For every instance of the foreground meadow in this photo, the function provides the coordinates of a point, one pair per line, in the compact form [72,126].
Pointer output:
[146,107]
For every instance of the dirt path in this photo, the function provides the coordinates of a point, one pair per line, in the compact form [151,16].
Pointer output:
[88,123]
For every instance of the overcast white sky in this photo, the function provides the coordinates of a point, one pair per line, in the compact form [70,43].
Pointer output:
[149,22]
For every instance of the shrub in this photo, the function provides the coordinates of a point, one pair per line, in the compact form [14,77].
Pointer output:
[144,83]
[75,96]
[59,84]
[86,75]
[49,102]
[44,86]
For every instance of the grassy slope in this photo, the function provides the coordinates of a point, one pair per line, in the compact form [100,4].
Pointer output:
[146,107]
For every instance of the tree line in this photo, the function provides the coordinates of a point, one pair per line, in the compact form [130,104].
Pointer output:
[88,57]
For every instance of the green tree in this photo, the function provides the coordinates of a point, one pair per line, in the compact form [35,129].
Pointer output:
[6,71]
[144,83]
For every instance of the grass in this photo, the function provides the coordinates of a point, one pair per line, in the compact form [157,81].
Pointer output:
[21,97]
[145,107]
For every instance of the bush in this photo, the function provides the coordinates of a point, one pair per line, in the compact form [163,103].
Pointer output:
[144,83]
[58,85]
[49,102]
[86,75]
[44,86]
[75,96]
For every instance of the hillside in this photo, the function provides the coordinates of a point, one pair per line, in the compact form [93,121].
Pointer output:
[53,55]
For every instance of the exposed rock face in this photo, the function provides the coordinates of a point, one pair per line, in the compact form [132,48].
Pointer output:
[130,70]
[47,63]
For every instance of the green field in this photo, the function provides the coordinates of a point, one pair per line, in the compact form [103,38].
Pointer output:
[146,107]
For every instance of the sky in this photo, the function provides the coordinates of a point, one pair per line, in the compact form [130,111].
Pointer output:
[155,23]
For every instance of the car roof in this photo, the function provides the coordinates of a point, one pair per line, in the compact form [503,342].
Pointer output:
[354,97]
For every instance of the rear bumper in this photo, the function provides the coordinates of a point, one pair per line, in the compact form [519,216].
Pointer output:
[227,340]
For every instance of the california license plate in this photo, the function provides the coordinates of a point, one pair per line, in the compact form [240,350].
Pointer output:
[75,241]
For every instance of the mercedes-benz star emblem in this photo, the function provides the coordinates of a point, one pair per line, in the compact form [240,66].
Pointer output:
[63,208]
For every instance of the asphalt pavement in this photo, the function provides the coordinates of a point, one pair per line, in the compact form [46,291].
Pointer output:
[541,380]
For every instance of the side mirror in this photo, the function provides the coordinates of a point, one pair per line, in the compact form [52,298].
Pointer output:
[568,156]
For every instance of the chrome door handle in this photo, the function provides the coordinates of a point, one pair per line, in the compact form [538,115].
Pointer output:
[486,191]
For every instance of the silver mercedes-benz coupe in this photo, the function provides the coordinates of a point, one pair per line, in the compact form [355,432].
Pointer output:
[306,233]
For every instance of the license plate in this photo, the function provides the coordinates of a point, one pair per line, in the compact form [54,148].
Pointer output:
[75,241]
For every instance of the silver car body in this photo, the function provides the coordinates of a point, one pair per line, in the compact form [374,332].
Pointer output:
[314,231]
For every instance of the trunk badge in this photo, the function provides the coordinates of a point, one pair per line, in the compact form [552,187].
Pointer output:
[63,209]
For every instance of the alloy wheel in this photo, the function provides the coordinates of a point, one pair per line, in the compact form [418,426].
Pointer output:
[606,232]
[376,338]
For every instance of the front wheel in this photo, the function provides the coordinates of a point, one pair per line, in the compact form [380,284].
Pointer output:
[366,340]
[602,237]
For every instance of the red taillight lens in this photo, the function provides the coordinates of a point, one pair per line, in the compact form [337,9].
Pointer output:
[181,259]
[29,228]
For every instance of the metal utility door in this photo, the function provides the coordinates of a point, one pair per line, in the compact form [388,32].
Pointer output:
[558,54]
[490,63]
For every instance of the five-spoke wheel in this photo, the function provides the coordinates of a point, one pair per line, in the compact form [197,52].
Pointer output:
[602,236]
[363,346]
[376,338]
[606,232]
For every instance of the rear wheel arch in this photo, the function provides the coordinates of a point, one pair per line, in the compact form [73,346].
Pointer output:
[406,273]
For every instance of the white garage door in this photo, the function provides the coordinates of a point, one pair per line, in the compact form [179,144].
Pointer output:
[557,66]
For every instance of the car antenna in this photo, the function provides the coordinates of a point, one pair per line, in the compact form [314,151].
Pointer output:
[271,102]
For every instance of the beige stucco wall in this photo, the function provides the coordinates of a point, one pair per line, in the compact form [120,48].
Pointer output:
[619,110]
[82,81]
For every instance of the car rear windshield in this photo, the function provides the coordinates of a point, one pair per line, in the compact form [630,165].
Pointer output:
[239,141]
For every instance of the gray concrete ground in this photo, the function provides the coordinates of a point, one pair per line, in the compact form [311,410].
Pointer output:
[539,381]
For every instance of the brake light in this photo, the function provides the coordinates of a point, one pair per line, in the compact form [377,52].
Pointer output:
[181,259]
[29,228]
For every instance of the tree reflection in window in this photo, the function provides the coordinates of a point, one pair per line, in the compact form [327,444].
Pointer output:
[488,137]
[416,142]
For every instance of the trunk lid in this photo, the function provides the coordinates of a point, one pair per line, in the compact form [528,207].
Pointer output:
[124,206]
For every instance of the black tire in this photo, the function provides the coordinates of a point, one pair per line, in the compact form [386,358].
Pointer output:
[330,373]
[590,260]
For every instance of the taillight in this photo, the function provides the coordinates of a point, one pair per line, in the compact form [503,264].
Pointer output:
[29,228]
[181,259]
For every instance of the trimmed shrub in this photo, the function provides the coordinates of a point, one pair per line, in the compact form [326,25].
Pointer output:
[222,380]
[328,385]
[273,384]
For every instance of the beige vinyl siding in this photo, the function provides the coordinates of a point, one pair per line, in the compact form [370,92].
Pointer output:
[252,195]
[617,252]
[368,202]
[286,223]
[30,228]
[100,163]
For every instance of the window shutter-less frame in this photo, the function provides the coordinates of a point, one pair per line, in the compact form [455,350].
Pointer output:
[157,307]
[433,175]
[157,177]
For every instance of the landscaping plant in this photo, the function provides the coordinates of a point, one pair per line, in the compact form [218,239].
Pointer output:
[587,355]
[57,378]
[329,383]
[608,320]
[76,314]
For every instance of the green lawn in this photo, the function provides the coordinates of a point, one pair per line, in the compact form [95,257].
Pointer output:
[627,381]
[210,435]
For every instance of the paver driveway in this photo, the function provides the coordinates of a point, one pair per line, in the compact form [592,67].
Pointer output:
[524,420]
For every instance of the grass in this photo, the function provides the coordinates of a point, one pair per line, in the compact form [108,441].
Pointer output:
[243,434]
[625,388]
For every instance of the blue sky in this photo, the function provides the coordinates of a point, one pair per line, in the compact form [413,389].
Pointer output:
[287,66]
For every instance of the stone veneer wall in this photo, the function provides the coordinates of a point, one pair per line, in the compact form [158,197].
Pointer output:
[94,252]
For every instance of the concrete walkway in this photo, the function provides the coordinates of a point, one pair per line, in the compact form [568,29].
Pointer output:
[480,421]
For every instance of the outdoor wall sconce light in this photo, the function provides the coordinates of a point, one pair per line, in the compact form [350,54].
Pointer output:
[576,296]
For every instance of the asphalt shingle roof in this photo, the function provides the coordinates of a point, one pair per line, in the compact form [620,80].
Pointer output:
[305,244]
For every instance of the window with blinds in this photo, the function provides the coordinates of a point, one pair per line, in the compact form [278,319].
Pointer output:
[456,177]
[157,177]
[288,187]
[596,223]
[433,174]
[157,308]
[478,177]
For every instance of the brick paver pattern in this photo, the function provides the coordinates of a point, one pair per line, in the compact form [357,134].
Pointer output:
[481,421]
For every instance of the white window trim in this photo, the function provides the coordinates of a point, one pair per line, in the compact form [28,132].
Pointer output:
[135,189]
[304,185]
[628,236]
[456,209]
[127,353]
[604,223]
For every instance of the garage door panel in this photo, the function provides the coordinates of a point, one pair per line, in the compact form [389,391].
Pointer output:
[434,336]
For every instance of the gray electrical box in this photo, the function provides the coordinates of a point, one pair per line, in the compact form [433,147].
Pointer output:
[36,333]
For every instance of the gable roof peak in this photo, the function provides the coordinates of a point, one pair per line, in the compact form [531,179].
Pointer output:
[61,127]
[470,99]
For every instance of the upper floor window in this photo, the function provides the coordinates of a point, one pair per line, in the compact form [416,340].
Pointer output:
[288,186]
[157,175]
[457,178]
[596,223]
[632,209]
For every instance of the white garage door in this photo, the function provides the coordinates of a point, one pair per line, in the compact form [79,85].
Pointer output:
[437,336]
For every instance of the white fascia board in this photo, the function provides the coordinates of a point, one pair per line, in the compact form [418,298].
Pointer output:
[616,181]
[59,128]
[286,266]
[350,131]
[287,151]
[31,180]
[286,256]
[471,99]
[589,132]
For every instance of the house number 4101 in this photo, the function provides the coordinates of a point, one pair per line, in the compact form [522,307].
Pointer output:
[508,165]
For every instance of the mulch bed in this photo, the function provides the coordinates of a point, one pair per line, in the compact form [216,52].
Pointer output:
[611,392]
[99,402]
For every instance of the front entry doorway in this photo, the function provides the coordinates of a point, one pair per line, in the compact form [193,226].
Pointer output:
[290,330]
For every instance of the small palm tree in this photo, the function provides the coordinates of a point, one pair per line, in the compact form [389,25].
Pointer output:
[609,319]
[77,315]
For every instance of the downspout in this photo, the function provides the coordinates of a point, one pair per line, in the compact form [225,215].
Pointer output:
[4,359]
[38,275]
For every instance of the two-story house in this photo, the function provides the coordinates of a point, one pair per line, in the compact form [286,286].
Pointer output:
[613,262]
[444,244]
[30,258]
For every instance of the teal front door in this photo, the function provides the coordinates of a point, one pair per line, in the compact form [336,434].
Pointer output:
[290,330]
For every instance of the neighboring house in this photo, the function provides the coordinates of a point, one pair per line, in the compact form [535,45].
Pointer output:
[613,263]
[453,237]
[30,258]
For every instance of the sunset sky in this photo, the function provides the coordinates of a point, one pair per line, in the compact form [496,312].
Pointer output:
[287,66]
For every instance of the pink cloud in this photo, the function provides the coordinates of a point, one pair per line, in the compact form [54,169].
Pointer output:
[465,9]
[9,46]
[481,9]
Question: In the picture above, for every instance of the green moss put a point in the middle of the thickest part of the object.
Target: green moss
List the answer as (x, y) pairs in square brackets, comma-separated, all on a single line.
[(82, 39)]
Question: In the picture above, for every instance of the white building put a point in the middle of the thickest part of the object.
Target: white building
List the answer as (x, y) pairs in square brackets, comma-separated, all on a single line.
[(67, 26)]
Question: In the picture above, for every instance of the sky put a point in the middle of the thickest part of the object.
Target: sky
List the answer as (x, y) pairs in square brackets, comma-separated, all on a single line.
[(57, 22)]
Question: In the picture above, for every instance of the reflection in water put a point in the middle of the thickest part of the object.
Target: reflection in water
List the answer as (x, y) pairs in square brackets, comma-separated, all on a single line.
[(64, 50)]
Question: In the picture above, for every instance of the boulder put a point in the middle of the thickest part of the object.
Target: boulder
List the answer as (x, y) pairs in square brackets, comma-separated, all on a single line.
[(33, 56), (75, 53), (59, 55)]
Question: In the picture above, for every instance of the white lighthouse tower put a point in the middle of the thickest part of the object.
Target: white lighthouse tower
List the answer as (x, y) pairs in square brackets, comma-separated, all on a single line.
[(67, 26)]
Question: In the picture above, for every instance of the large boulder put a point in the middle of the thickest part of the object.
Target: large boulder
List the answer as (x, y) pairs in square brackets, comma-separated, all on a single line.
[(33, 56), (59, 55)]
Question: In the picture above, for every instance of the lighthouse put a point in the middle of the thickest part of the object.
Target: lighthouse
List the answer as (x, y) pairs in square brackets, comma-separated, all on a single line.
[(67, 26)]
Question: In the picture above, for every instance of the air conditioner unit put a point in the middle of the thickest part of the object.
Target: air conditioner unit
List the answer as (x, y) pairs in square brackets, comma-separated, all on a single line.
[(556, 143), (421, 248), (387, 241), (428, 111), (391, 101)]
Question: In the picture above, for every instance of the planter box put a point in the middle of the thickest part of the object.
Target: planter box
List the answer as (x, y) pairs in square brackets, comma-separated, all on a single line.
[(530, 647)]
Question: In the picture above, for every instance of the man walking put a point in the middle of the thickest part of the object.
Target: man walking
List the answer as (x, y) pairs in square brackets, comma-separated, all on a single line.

# Required work:
Find how many lines in the material hold the word "taillight" and state that number alone.

# Response box:
2